Provided entries:
··········

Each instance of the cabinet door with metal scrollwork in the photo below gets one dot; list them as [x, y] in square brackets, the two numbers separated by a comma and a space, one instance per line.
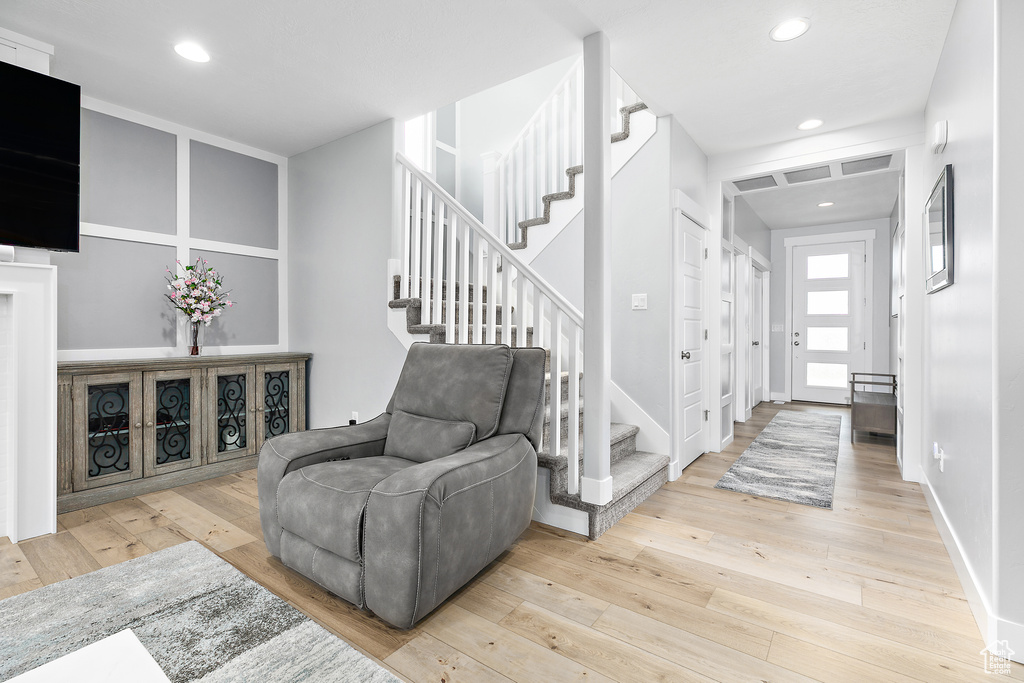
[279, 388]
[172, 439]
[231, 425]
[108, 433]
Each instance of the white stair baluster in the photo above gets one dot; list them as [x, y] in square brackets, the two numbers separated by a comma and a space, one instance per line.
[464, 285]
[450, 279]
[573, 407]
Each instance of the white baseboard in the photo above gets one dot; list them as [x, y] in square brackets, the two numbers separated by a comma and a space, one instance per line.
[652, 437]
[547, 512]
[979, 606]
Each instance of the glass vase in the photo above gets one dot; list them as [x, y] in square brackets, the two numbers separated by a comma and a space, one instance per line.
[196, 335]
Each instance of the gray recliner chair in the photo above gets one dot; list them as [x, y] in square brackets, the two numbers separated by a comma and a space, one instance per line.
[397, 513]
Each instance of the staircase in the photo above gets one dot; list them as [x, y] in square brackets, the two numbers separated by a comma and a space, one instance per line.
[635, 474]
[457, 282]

··········

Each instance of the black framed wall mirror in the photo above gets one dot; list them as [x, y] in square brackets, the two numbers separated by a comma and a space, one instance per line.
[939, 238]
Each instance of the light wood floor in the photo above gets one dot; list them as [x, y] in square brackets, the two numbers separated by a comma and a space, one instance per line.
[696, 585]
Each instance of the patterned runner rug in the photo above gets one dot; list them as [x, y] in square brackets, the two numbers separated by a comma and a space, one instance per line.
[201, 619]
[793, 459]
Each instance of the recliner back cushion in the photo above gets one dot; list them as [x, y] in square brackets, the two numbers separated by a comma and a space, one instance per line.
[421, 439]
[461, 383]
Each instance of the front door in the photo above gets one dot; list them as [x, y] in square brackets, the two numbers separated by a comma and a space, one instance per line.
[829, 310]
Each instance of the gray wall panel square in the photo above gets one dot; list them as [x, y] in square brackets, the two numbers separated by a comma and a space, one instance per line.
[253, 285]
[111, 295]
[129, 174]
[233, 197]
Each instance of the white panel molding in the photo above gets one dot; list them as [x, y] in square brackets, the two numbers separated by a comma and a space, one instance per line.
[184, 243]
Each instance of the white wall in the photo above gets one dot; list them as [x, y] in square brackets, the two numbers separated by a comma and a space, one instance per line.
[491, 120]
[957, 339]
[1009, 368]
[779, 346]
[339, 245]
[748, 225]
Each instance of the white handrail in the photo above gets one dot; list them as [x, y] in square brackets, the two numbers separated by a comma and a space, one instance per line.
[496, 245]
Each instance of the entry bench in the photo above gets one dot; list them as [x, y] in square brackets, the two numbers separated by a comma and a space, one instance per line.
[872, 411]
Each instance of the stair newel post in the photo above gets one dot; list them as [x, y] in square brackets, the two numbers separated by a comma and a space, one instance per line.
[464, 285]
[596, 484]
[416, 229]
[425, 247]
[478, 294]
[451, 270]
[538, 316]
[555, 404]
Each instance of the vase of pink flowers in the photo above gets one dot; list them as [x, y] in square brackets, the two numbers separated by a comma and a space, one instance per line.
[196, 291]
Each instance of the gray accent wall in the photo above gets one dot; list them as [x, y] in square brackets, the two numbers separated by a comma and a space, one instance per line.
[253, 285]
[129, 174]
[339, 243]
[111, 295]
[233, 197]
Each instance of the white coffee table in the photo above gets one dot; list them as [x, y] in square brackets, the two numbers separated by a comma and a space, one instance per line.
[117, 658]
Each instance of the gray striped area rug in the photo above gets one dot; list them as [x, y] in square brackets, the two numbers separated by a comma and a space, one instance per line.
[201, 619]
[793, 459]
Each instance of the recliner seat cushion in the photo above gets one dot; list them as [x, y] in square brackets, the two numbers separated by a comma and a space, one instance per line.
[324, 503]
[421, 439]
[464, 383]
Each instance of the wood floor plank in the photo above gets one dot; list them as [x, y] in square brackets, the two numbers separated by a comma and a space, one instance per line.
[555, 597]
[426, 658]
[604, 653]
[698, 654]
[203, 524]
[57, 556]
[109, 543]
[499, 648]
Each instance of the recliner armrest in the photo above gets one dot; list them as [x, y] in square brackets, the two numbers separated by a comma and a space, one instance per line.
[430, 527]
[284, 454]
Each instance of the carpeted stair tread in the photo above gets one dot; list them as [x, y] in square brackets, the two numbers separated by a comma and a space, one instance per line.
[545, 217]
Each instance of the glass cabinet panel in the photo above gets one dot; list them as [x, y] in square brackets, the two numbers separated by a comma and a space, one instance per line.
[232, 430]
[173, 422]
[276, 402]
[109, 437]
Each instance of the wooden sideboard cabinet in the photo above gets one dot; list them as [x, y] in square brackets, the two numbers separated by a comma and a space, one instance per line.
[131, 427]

··········

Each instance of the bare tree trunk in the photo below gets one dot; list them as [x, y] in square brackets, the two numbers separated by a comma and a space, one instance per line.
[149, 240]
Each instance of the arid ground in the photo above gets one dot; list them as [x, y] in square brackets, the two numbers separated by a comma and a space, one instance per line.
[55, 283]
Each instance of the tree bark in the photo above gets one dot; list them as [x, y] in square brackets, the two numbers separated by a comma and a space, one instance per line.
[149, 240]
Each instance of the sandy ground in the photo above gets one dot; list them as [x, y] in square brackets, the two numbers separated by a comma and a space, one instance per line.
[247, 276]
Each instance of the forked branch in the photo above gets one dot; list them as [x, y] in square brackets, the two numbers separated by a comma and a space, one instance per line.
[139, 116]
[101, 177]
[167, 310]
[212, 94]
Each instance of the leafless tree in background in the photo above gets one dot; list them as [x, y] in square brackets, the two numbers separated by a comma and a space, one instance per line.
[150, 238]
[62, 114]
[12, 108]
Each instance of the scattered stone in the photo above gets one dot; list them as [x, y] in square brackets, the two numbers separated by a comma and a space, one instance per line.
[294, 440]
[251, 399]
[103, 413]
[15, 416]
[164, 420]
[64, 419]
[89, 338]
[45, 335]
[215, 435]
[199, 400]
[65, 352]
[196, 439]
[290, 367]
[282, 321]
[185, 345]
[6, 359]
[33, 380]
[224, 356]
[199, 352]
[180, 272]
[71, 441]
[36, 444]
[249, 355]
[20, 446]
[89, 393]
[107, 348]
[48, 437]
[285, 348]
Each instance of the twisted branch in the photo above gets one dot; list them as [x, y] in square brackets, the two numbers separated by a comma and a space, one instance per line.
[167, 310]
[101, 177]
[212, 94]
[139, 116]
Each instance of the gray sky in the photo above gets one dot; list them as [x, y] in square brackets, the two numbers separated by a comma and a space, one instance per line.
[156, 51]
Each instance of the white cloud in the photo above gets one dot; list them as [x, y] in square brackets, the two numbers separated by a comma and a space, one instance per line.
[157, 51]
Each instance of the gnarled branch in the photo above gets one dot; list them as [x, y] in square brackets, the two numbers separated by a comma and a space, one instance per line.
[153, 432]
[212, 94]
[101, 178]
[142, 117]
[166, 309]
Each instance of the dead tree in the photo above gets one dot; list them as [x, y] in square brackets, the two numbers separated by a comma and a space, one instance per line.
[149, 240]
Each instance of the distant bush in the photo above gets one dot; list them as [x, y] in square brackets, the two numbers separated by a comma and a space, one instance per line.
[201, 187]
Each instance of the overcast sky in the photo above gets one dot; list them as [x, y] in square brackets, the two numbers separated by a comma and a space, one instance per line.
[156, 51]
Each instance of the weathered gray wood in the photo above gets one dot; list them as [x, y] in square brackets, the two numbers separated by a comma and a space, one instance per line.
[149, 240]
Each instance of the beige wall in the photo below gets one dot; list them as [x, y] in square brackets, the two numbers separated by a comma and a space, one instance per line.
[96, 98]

··········

The exercise:
Pick out each line in the data above that contains the word "plank", and copy those lines. Case counts.

Response for this exercise:
Each instance of the wood floor plank in the photo above gets one dot; list them as [x, y] in square brackets, the two numbers separated by a comma and a space, one instance per line.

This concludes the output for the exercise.